### EXERCISE GOAL
Extract the listing in its entirety, keeping each line identical to the original.

### INFORMATION GIVEN
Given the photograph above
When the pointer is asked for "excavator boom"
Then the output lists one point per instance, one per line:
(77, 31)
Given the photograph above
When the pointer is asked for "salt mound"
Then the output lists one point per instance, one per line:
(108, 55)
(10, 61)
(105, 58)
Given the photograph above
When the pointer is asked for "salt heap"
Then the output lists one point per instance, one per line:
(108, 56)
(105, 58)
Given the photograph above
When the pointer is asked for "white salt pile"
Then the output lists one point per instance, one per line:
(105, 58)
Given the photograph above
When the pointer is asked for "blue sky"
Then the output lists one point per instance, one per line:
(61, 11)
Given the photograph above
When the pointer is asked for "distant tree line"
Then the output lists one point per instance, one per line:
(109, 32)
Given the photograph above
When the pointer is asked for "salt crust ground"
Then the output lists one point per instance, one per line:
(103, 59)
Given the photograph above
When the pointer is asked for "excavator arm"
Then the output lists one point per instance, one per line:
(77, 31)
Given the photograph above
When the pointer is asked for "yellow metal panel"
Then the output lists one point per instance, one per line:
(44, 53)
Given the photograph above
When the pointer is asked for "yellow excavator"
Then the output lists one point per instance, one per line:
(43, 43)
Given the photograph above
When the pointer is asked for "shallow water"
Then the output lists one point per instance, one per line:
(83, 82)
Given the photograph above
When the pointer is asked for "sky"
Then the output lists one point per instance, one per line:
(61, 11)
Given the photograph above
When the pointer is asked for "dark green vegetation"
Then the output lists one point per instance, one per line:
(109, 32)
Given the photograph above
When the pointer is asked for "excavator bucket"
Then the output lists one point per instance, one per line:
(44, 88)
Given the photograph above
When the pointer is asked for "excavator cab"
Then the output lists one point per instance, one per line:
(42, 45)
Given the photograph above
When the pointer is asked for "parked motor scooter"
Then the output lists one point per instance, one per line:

### WRITTEN ANSWER
Given the photograph above
When the pointer is asked for "excavator boom"
Then the output lists one point per instance, one per line:
(77, 31)
Given the photograph above
When the pointer is asked for "salt mound"
Then the output lists one point per instance, one per line:
(108, 55)
(10, 61)
(105, 58)
Given the photograph above
When the pointer is asked for "salt heap"
Then the output lists one point per instance, one per line:
(108, 56)
(105, 58)
Given the photograph above
When the pointer is asked for "white salt pile"
Then the output lists one point per instance, one per line:
(105, 58)
Given the photograph above
When the pointer is asked for "blue sky"
Then the output lists one point per instance, one per line:
(61, 11)
Given the photograph above
When the pointer is asked for "distant tree line"
Then the output lists one point per instance, one per line:
(109, 32)
Given the photograph above
When the pointer is asked for "salt crust ground"
Then the output lists one point per instance, one per line:
(103, 59)
Given the photograph above
When the pointer is asked for "excavator arm"
Then the output lists one point per instance, one per line:
(77, 31)
Given the photograph above
When the pointer is asked for "yellow metal panel"
Then the output lists one point per instance, one per line:
(44, 53)
Given the photograph above
When the pointer is asked for "yellow excavator"
Then the output lists one point per instance, one per line:
(43, 43)
Given the photograph above
When the pointer is asked for "shallow water"
Then the output lists one point per instance, one per line:
(83, 82)
Given the photograph above
When the pointer is asked for "sky"
Then the output lists one point per instance, one per line:
(61, 11)
Given the photograph above
When the pointer is asked for "dark green vegetation"
Then the output lists one point per instance, one per line:
(109, 32)
Given the photograph above
When the pointer is asked for "excavator bucket"
Then the output lists one point per instance, one per line:
(44, 88)
Given the photograph above
When the pointer is asked for "excavator cab"
Then the output lists one point per instance, one per line:
(42, 45)
Given the photograph above
When the pointer is asked for "parked motor scooter"
Then the output lists one point per instance, one per line:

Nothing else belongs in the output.